Extracted data entries:
▬▬▬
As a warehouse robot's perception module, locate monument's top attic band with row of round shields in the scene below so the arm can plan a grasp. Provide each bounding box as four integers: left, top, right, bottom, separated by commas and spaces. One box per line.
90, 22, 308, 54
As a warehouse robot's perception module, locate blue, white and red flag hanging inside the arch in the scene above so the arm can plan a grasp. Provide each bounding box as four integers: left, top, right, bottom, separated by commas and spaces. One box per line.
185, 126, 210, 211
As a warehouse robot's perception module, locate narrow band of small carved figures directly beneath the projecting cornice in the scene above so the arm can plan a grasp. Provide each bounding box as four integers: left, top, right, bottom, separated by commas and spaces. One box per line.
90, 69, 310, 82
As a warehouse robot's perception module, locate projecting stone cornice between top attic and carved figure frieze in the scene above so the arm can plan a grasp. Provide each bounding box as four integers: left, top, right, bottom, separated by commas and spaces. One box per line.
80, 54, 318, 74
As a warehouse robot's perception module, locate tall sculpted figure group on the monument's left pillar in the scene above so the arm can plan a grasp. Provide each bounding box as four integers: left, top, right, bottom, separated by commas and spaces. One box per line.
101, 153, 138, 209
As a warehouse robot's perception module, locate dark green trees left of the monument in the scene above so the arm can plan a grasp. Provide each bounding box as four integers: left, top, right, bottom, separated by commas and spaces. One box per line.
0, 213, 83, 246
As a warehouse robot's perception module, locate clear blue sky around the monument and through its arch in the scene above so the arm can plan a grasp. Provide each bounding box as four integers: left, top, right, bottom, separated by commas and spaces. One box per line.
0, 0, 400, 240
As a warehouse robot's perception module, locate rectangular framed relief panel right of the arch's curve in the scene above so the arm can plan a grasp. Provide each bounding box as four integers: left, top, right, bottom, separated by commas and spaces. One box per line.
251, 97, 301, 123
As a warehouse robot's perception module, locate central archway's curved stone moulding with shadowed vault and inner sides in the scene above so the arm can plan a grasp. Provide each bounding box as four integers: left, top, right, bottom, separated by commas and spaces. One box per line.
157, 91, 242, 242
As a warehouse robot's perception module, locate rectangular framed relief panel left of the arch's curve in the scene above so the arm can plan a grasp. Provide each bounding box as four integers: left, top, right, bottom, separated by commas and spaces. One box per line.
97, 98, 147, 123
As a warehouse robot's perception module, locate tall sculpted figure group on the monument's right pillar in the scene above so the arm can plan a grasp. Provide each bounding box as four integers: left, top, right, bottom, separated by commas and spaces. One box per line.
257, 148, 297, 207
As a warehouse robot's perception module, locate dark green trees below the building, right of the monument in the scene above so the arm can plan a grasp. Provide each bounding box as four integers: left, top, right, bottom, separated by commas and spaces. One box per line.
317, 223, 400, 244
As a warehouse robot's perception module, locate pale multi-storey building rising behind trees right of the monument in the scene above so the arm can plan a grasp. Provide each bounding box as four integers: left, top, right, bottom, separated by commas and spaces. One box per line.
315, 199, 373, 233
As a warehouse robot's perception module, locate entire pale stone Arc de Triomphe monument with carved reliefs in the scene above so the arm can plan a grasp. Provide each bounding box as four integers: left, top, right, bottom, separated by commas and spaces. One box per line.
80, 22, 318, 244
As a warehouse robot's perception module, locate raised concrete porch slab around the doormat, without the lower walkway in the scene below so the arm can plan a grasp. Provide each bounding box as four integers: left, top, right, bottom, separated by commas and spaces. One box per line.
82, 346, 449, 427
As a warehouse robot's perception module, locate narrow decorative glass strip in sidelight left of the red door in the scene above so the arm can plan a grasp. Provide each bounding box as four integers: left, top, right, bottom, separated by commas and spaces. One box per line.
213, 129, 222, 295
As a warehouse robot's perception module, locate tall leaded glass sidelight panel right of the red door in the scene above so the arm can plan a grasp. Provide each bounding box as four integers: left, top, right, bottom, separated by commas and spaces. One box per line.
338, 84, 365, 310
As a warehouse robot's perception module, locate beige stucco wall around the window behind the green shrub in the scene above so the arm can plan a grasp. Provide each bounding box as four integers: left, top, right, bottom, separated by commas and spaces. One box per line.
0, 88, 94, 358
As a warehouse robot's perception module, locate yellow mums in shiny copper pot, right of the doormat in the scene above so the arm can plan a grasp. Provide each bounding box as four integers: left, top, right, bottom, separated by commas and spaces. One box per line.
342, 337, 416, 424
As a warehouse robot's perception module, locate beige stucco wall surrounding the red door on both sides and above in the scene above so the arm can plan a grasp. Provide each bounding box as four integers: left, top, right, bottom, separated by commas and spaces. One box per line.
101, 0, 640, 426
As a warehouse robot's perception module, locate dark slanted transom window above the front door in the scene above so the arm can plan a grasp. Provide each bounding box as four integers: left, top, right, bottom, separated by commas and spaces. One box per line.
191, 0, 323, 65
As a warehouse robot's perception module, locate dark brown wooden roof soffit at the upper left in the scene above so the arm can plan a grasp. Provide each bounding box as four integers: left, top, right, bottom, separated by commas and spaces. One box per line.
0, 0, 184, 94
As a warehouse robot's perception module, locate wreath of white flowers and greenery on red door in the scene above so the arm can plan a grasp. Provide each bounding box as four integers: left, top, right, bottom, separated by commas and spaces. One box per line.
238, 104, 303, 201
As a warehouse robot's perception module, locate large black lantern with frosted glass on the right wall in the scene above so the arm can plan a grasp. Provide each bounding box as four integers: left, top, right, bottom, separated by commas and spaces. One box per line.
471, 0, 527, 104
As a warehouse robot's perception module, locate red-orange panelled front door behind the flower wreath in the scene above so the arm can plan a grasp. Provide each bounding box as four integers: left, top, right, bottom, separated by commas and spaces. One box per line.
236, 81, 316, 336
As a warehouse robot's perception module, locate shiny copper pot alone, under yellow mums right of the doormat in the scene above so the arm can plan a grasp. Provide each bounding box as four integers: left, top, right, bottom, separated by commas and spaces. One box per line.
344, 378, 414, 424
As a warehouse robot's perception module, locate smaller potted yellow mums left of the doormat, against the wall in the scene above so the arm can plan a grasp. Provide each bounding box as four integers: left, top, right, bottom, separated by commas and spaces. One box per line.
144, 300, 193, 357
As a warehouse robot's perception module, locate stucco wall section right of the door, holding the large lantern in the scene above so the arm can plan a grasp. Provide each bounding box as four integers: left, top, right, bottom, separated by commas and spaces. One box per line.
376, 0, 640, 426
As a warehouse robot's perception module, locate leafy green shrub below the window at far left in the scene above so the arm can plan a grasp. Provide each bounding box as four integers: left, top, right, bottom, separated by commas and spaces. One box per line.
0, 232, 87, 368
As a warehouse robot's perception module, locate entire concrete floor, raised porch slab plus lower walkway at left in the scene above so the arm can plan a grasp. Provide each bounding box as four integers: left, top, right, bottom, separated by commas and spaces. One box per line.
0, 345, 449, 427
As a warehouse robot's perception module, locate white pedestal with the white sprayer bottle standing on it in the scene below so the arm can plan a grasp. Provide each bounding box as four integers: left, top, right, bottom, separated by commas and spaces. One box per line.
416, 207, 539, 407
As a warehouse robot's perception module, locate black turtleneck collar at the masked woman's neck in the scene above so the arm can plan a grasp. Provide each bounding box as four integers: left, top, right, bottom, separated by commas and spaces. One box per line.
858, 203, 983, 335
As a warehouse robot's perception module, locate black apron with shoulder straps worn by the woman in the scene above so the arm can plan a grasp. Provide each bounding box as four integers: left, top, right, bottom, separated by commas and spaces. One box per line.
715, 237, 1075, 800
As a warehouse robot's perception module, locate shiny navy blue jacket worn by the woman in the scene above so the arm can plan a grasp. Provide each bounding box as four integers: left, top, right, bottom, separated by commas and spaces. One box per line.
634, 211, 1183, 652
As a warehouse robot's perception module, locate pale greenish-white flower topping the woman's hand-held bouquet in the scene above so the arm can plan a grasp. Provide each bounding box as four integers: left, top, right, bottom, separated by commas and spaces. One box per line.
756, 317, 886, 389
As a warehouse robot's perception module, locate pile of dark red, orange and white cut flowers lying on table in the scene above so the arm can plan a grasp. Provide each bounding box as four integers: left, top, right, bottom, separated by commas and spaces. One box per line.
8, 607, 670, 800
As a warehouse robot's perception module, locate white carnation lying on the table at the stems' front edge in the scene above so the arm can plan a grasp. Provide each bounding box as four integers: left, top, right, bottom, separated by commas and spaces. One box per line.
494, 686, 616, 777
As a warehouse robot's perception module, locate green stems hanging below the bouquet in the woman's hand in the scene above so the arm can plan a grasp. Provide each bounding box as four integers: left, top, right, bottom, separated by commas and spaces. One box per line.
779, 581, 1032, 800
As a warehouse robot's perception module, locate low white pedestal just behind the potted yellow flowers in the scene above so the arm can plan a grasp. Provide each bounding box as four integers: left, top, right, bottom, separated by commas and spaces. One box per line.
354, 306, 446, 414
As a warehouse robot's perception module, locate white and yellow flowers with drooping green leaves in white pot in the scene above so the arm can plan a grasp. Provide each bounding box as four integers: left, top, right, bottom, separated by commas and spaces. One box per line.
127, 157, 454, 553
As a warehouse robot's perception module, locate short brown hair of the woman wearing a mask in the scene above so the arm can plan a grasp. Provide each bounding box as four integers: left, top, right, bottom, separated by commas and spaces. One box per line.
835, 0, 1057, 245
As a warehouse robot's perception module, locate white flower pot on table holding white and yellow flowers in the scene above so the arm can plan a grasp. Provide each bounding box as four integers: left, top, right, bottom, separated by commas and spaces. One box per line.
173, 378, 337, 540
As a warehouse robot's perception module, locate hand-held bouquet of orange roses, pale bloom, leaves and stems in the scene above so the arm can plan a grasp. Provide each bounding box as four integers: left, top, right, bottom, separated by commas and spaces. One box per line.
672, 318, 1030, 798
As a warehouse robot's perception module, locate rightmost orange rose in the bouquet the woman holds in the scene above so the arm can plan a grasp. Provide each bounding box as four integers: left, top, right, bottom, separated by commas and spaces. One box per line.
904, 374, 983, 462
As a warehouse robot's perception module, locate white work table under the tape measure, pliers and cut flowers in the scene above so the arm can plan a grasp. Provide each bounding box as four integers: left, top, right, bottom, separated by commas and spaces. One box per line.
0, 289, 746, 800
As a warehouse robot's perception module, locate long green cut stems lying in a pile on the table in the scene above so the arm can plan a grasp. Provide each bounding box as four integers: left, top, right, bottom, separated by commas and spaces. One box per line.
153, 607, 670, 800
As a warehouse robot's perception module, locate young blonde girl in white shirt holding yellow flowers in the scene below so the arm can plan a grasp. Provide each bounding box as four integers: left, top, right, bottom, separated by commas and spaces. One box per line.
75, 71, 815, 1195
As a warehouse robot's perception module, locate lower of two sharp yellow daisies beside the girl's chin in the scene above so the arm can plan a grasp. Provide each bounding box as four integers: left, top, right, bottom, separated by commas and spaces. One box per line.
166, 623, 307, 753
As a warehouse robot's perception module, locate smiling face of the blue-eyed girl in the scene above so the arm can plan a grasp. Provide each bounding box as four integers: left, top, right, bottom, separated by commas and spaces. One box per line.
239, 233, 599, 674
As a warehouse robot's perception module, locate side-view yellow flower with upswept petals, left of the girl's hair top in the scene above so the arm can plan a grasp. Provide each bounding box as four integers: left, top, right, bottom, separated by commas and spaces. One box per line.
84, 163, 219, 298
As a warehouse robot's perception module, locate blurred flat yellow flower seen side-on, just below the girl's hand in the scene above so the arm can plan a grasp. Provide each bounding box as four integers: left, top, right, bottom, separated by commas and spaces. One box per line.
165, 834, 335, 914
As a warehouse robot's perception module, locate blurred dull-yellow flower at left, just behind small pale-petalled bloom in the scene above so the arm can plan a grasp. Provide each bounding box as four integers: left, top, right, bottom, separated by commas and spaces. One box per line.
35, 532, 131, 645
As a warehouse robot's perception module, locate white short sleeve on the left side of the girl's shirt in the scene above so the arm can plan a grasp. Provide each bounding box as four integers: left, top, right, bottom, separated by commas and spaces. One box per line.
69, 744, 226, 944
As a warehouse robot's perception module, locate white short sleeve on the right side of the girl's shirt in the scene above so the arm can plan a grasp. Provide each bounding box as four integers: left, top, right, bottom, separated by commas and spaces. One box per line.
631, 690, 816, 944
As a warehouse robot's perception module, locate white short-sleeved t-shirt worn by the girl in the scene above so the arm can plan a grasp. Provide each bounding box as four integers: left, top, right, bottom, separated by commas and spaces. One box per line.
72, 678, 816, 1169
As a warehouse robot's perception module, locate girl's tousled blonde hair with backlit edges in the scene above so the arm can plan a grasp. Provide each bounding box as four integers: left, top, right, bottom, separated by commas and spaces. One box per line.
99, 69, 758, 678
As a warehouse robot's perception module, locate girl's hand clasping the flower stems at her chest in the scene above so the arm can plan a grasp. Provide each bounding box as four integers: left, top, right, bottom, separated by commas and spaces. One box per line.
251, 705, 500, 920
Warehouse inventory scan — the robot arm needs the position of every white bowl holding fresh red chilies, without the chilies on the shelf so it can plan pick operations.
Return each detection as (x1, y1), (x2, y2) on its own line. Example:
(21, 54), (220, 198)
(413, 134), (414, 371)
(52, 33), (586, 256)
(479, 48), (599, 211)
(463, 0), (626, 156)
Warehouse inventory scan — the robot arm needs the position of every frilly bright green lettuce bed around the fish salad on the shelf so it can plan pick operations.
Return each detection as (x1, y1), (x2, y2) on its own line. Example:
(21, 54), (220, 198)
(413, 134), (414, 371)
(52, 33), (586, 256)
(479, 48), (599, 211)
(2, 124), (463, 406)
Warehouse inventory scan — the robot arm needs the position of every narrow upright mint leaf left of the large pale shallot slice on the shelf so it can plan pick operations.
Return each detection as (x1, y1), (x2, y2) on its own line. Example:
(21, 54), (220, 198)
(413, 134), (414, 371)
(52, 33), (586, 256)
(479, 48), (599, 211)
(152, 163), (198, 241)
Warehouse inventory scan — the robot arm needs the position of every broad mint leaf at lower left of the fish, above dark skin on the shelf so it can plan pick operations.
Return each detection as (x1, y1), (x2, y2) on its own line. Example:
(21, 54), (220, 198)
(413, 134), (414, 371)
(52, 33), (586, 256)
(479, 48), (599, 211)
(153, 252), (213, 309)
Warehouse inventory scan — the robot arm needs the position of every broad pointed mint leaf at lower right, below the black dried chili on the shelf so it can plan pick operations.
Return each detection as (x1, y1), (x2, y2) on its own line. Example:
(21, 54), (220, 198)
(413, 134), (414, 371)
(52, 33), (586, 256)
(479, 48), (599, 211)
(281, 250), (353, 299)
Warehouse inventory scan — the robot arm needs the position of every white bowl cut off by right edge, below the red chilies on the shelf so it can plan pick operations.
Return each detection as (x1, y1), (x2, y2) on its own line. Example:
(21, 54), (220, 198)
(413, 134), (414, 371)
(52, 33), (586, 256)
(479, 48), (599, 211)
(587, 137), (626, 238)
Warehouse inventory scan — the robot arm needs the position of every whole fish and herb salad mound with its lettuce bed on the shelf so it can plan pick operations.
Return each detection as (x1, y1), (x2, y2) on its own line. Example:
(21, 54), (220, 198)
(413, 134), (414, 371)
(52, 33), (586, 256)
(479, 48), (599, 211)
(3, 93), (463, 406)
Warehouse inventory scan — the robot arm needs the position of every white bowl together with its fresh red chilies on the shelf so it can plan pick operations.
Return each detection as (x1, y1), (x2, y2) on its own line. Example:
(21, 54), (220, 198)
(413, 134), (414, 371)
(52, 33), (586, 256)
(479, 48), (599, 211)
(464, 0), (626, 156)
▬▬▬
- [WORK REQUEST]: For each line above that carries the word "fresh", copy it out.

- [ANSWER BELOW]:
Warehouse inventory scan — the robot arm needs the position of every white bowl holding fresh red chilies, without the chilies on the shelf so it can plan pick operations.
Warehouse inventory scan — the robot arm needs the position of every white bowl together with its fresh red chilies on the shelf so it can plan pick operations.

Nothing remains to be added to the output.